Repeat every entry exactly as it appears.

--- Input Enclosed Below ---

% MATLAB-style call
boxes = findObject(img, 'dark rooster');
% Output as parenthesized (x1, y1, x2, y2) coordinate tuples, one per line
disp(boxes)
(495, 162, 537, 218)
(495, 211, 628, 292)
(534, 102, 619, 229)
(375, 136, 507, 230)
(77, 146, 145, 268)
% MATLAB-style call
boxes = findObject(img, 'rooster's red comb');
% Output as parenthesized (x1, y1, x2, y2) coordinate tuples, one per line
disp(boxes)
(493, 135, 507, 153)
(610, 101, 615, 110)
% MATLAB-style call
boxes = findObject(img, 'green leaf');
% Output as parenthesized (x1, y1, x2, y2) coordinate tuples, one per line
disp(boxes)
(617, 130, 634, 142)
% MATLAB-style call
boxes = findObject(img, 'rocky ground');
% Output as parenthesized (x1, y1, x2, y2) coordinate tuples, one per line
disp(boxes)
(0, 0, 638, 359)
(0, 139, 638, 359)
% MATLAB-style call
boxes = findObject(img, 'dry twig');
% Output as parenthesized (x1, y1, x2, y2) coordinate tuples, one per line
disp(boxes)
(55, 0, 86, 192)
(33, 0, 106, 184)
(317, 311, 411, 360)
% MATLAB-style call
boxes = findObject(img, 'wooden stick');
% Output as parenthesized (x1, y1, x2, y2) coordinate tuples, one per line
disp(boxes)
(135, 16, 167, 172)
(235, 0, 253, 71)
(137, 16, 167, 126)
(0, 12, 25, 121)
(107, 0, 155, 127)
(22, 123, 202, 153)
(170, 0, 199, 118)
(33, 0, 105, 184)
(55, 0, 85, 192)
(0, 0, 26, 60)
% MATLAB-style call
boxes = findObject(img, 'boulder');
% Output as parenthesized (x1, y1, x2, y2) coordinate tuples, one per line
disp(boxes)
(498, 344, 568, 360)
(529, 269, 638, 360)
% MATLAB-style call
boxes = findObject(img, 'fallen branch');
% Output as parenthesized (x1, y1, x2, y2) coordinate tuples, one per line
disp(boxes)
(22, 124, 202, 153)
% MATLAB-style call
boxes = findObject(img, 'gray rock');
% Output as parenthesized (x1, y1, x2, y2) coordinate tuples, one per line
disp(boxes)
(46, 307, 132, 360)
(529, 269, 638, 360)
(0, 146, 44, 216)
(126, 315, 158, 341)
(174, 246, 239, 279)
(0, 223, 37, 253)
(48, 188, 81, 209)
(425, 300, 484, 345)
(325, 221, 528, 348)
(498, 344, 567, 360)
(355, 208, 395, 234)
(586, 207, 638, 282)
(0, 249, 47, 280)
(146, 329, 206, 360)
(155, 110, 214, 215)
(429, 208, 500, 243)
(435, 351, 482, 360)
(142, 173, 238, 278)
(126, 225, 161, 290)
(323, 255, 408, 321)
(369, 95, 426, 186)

--- End of Enclosed Input ---

Written answer:
% MATLAB-style call
boxes = findObject(img, 'dark rooster');
% Output as parenthesized (x1, y1, x2, y2) coordinate tuples, one per line
disp(boxes)
(495, 162, 537, 218)
(495, 211, 628, 292)
(534, 102, 619, 229)
(375, 136, 507, 230)
(77, 146, 145, 268)
% MATLAB-style call
boxes = findObject(img, 'rooster's red comb');
% Output as parenthesized (x1, y1, x2, y2) coordinate tuples, one per line
disp(boxes)
(493, 135, 507, 153)
(610, 101, 615, 110)
% MATLAB-style call
boxes = findObject(img, 'green leaf');
% Output as parenthesized (x1, y1, x2, y2) coordinate tuples, one per line
disp(boxes)
(617, 130, 634, 142)
% MATLAB-style call
boxes = findObject(img, 'rocky ground');
% Output as parenthesized (x1, y1, x2, y2) coordinate tuples, one per line
disp(boxes)
(0, 0, 638, 359)
(0, 139, 638, 359)
% MATLAB-style call
boxes = findObject(img, 'dry twig');
% Output as parenthesized (x1, y1, x2, y2) coordinate tuples, one per line
disp(boxes)
(55, 0, 86, 192)
(33, 0, 106, 184)
(317, 311, 411, 360)
% MATLAB-style call
boxes = findObject(img, 'wooden stick');
% Output as parenthesized (x1, y1, x2, y2) coordinate tuples, one per line
disp(boxes)
(135, 16, 167, 172)
(235, 0, 253, 71)
(137, 16, 167, 126)
(0, 12, 25, 121)
(107, 0, 155, 127)
(22, 123, 202, 153)
(170, 0, 199, 118)
(33, 0, 105, 184)
(55, 0, 85, 192)
(0, 0, 26, 60)
% MATLAB-style call
boxes = findObject(img, 'boulder');
% Output as parenthesized (x1, y1, x2, y2) coordinate tuples, one per line
disp(boxes)
(498, 344, 568, 360)
(529, 269, 638, 360)
% MATLAB-style call
boxes = findObject(img, 'fallen branch');
% Output as parenthesized (x1, y1, x2, y2) coordinate tuples, one per line
disp(boxes)
(22, 124, 202, 153)
% MATLAB-style call
boxes = findObject(img, 'gray rock');
% Output as parenthesized (x1, y1, x2, y2) coordinate tuples, one per line
disp(boxes)
(46, 307, 132, 360)
(529, 269, 638, 360)
(0, 146, 44, 216)
(126, 315, 158, 341)
(174, 246, 239, 279)
(0, 223, 37, 253)
(48, 188, 81, 209)
(425, 300, 484, 345)
(325, 221, 528, 348)
(498, 344, 567, 360)
(355, 208, 395, 234)
(586, 207, 638, 282)
(0, 249, 47, 280)
(146, 329, 206, 360)
(155, 110, 214, 215)
(429, 208, 500, 243)
(435, 351, 482, 360)
(142, 173, 238, 278)
(126, 225, 161, 290)
(323, 255, 408, 321)
(369, 95, 426, 186)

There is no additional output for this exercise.